STATED GOAL 1: In the ENGIE Brasil Energia excerpt, why are the corporate codes and policies developed, reviewed and updated periodically?

EXCERPT PROVIDED:
=======
Contributes to consolidating sustainability as part of the Company’s organizational culture, proposing goals and actions for sustainable development. Stimulates initiatives and evaluates requests for support of actions benefiting communities in regions where ENGIE Brasil Energia has its operations.

Special Independent Committee for Transactions with Related Parties

Installed by the Board of Directors whenever the Company intends to negotiate any transaction with related parties. The Committee is predominantly made up of representatives of the minority shareholders with seats on the Board of Directors and has the responsibility of analyzing, negotiating and recommending (or otherwise) the execution of transactions with related parties.

Ethics Committee

Responsible for disclosing, applying and monitoring the pillars of ethical behavior established by the Company with a view to preventing ethical risk and fostering good professional practices in line with ENGIE Brasil Energia commitments.

Codes and policies

ENGIE Brasil Energia’s corporate codes and policies express corporate values and the organizational culture, establishing markers for the conduct of the businesses as well as the relationship with the different stakeholders with which the Company interacts. These documents are developed, reviewed and updated periodically to ensure their compatibility with external and internal scenarios.

In 2016, ENGIE Brasil Energia published its Ethics Policy, which is complementary to the Code of Ethics. The document establishes guidelines for the incorporation of ethical principles into the Company’s strategy, management and professional practices, providing guidance for actions in all places and under all circumstances according to corporate values and in compliance with current legislation and regulations. Again, in 2016, the Board of Directors approved a new Opportunities and Risk Management Policy. GRI G4-56

THE NEW OPPORTUNITIES AND RISK MANAGEMENT POLICY WAS APPROVED BY THE BOARD IN 2016.

Shared Policies

The corporate policies and codes shared with the stakeholders and available from the website are:

Ethics Code

A series of fundamental principles to be followed by all who directly or indirectly are involved in actions of responsibility at the Company.

Environmental Code

Establishes the Company’s commitments with the environment and sustainable development.

ENGIE’s Policy for Sustainable Management

Expresses the Company’s guidelines with respect to quality, the environment, occupational health and safety, social responsibility and energy management.

ENGIE’s Policy on Climate Change

Establishes commitments and actions for contributing to the mitigation of and adaptation to climate change.

Human Rights Policy

Establishes commitments and guidelines focusing on the Company’s projects, operations and value chain.
=======
EXERCISE INPUT:
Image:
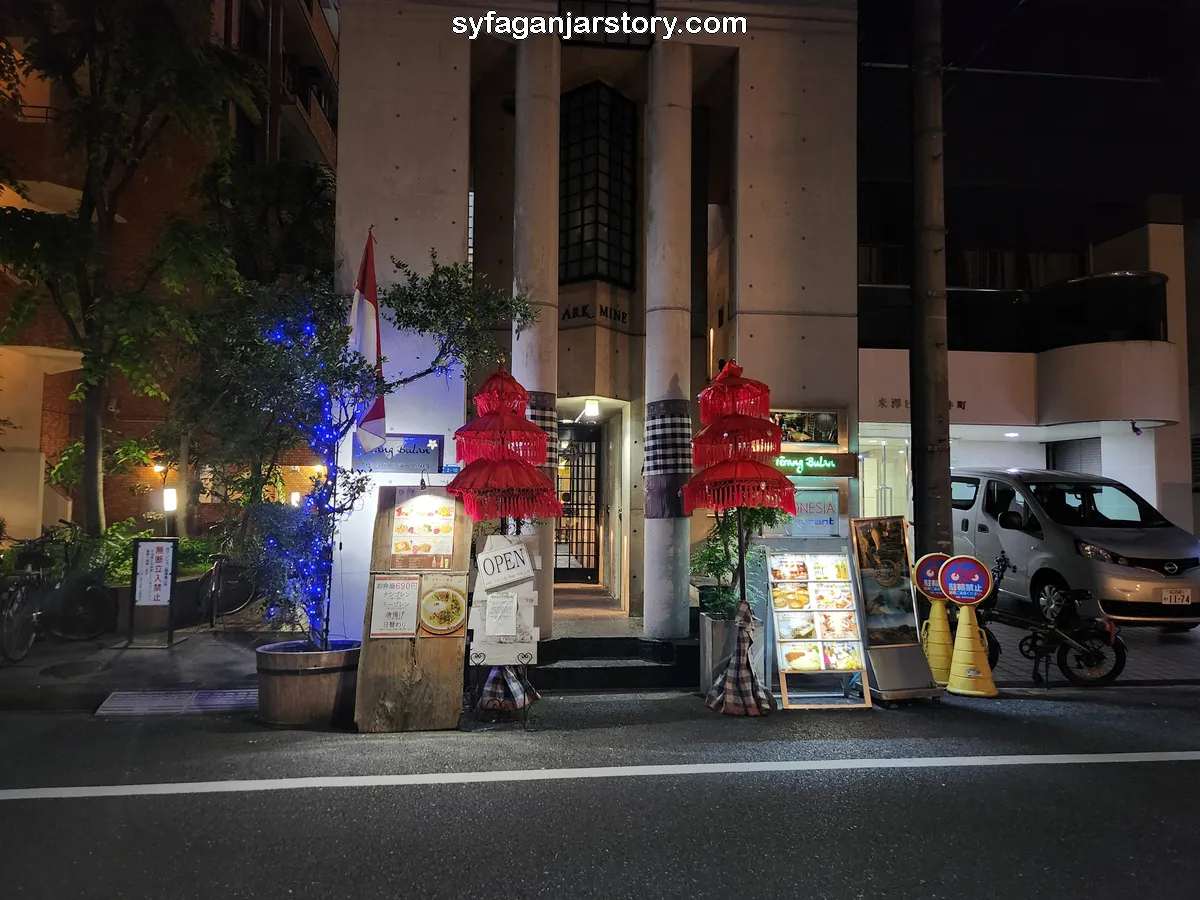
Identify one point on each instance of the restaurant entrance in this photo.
(577, 533)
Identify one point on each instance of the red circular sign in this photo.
(965, 580)
(927, 570)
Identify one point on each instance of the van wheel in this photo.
(1050, 597)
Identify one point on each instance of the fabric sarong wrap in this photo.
(737, 690)
(667, 457)
(507, 691)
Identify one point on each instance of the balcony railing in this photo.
(1101, 309)
(321, 31)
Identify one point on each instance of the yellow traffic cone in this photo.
(970, 672)
(937, 641)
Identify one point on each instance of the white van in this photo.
(1065, 531)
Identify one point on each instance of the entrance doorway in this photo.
(577, 534)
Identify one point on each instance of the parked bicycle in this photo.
(57, 589)
(226, 588)
(1074, 631)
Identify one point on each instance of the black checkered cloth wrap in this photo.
(737, 690)
(667, 462)
(543, 412)
(507, 691)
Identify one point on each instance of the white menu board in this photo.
(817, 618)
(423, 532)
(154, 564)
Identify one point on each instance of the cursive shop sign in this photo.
(402, 453)
(817, 465)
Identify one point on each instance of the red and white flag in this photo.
(372, 425)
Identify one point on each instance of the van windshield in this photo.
(1090, 505)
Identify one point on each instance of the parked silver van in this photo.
(1065, 531)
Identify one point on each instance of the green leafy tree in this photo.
(132, 72)
(718, 556)
(456, 307)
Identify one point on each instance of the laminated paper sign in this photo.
(507, 564)
(155, 563)
(394, 605)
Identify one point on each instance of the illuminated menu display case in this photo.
(817, 617)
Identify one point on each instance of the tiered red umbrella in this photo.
(499, 480)
(501, 449)
(737, 445)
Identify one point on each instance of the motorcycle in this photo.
(1074, 631)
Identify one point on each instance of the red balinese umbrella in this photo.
(505, 489)
(501, 393)
(730, 394)
(737, 445)
(748, 437)
(501, 436)
(733, 484)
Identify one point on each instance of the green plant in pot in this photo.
(718, 557)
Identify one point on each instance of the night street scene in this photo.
(598, 449)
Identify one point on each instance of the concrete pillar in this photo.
(667, 340)
(535, 264)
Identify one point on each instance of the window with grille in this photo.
(623, 36)
(598, 185)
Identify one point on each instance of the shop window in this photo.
(1003, 498)
(963, 492)
(598, 209)
(593, 10)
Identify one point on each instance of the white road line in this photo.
(474, 778)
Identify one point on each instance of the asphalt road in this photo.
(563, 816)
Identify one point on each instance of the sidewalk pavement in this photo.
(78, 677)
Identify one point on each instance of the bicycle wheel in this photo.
(238, 589)
(18, 623)
(87, 612)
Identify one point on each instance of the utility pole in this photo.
(928, 361)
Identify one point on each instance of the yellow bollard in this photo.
(937, 641)
(966, 581)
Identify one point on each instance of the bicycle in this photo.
(226, 588)
(64, 597)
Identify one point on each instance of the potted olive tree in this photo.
(717, 562)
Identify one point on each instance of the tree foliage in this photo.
(457, 309)
(131, 71)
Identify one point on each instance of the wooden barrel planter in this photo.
(300, 687)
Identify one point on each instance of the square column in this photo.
(535, 265)
(667, 465)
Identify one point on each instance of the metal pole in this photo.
(742, 559)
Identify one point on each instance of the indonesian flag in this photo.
(365, 339)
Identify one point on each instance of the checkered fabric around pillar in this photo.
(507, 691)
(737, 691)
(543, 412)
(667, 463)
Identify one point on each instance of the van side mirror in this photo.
(1012, 521)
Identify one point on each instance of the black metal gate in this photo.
(577, 534)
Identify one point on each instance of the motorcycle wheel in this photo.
(1099, 666)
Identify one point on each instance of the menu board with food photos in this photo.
(819, 623)
(423, 533)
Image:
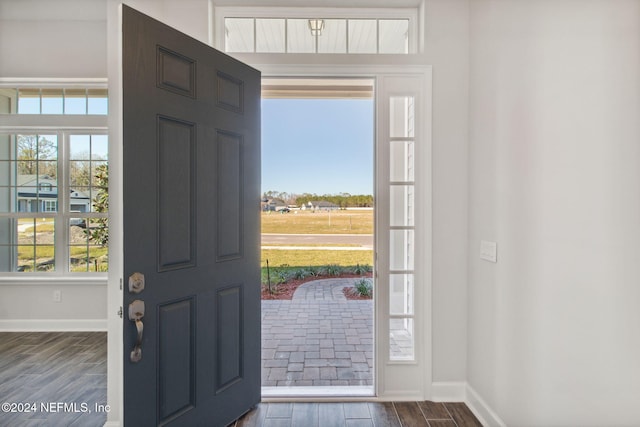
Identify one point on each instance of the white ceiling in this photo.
(320, 3)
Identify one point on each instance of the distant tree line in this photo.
(344, 200)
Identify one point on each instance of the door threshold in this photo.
(325, 393)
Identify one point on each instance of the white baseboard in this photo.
(463, 392)
(448, 391)
(53, 325)
(481, 410)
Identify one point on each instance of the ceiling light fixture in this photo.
(316, 26)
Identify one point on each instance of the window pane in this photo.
(8, 253)
(363, 36)
(401, 161)
(88, 245)
(401, 206)
(401, 294)
(402, 116)
(401, 339)
(29, 101)
(47, 147)
(394, 36)
(97, 101)
(75, 101)
(270, 35)
(51, 101)
(99, 147)
(7, 101)
(30, 244)
(80, 199)
(334, 36)
(239, 35)
(299, 38)
(401, 246)
(79, 147)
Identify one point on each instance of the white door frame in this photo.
(394, 381)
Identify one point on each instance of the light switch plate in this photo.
(489, 251)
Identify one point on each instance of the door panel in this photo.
(191, 144)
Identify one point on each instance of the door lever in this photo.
(136, 313)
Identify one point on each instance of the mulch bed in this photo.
(285, 291)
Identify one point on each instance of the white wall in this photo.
(65, 38)
(554, 325)
(61, 39)
(447, 50)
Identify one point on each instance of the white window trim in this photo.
(222, 12)
(63, 125)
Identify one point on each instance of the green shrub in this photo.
(332, 270)
(364, 287)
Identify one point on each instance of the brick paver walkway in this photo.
(319, 338)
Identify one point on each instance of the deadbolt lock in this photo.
(136, 283)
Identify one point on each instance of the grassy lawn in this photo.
(306, 222)
(307, 258)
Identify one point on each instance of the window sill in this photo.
(23, 279)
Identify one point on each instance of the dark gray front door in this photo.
(191, 227)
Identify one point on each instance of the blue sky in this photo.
(322, 146)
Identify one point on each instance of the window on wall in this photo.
(53, 182)
(389, 31)
(49, 223)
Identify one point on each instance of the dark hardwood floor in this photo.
(56, 368)
(360, 414)
(63, 374)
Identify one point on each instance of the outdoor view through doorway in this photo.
(317, 212)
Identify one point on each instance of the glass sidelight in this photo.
(401, 227)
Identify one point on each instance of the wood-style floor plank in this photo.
(383, 414)
(410, 414)
(305, 414)
(253, 418)
(43, 367)
(331, 414)
(462, 415)
(442, 423)
(434, 410)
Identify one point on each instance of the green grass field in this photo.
(307, 222)
(315, 258)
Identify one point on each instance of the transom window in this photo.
(76, 101)
(328, 31)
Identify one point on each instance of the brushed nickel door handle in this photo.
(136, 313)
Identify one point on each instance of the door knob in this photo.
(136, 313)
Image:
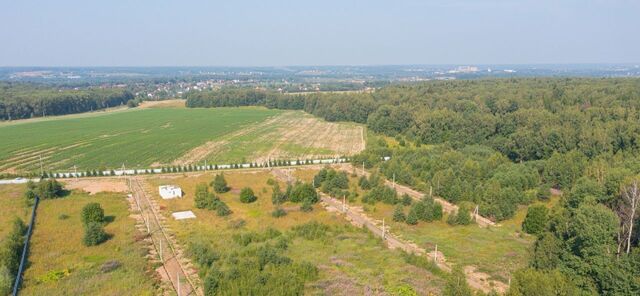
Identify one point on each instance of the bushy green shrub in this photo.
(94, 234)
(92, 213)
(219, 184)
(398, 214)
(278, 212)
(247, 195)
(536, 219)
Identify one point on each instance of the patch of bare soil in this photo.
(93, 186)
(177, 103)
(316, 137)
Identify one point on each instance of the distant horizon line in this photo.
(637, 64)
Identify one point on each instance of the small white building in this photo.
(170, 191)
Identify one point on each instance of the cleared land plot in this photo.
(149, 137)
(57, 251)
(497, 251)
(12, 205)
(351, 263)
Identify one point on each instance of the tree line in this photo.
(20, 101)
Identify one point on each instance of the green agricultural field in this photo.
(12, 205)
(349, 259)
(152, 137)
(60, 264)
(497, 251)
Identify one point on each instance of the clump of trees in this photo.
(10, 252)
(207, 200)
(536, 219)
(255, 266)
(93, 221)
(461, 217)
(219, 184)
(299, 192)
(22, 100)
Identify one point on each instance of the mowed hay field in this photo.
(350, 260)
(12, 205)
(170, 135)
(57, 248)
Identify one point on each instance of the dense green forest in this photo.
(501, 144)
(20, 101)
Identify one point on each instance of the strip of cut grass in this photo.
(56, 246)
(12, 205)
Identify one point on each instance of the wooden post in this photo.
(344, 203)
(178, 280)
(435, 255)
(394, 180)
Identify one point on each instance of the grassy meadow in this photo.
(350, 260)
(497, 251)
(60, 264)
(12, 205)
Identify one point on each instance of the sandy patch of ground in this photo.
(93, 186)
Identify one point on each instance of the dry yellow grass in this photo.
(12, 205)
(351, 263)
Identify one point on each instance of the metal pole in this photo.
(394, 180)
(178, 279)
(41, 169)
(435, 255)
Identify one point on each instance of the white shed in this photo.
(170, 192)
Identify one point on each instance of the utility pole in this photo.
(394, 180)
(178, 280)
(41, 169)
(344, 203)
(435, 255)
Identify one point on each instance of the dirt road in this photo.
(416, 195)
(475, 279)
(183, 281)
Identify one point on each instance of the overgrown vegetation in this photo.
(10, 253)
(256, 266)
(207, 200)
(19, 101)
(93, 221)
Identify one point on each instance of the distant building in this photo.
(170, 192)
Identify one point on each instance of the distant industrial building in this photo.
(170, 192)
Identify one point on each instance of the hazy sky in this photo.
(322, 32)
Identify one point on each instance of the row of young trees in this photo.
(20, 101)
(525, 119)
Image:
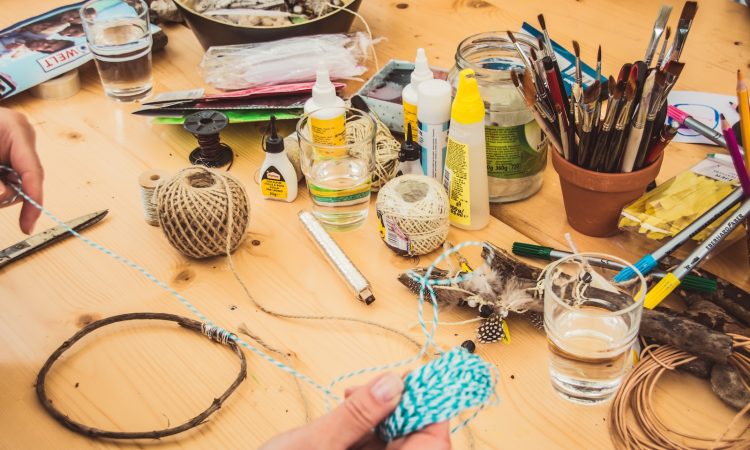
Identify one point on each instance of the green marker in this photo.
(689, 283)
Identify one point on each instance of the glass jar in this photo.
(516, 146)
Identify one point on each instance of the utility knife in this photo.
(47, 237)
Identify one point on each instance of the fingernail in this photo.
(387, 388)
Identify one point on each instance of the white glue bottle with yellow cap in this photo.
(409, 97)
(327, 121)
(465, 174)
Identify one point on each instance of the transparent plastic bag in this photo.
(289, 60)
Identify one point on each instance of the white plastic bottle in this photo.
(278, 180)
(328, 125)
(433, 118)
(409, 96)
(465, 174)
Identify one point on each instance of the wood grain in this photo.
(139, 377)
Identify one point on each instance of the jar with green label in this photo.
(516, 146)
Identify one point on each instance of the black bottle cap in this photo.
(409, 151)
(273, 143)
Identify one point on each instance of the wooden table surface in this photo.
(147, 376)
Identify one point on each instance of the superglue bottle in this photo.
(433, 117)
(409, 97)
(278, 180)
(408, 157)
(327, 125)
(465, 174)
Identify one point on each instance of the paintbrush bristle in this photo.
(592, 92)
(514, 77)
(540, 18)
(631, 87)
(689, 10)
(674, 68)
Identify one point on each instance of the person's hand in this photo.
(17, 150)
(350, 425)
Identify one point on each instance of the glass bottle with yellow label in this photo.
(516, 146)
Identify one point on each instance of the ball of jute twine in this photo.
(416, 206)
(386, 150)
(203, 212)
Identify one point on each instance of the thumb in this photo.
(364, 409)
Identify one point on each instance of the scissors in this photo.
(47, 237)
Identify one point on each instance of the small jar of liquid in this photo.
(516, 146)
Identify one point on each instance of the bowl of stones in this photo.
(228, 22)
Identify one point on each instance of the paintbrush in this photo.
(653, 110)
(661, 21)
(663, 50)
(555, 65)
(623, 120)
(616, 91)
(529, 98)
(636, 132)
(683, 28)
(589, 109)
(668, 132)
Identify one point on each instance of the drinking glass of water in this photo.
(591, 324)
(118, 36)
(337, 154)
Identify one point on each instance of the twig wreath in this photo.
(212, 333)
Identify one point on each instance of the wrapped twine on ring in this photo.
(203, 212)
(413, 214)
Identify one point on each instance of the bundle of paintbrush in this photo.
(628, 132)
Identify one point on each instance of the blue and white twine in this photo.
(438, 391)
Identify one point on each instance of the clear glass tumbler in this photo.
(338, 175)
(118, 36)
(591, 324)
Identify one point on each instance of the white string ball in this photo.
(203, 212)
(413, 214)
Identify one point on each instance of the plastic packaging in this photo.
(285, 61)
(433, 118)
(278, 179)
(465, 174)
(666, 210)
(327, 125)
(409, 95)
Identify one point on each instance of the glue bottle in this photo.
(408, 157)
(327, 125)
(278, 180)
(409, 97)
(433, 118)
(465, 174)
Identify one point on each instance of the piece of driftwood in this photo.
(731, 298)
(680, 332)
(727, 384)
=======
STATED GOAL 2: Reproduce the records from their first line through the line that contains "(1050, 597)", including that line, and leave the pictures out.

SOLUTION 1: This keeps them compatible with external and internal scenarios.

SOLUTION 2:
Image:
Identify one point on each instance of the restaurant entrance in this photo.
(577, 533)
Identify one point on each instance of the red circular sign in this photo.
(965, 580)
(927, 570)
Identify one point on each instance of the van wheel in this photo.
(1050, 597)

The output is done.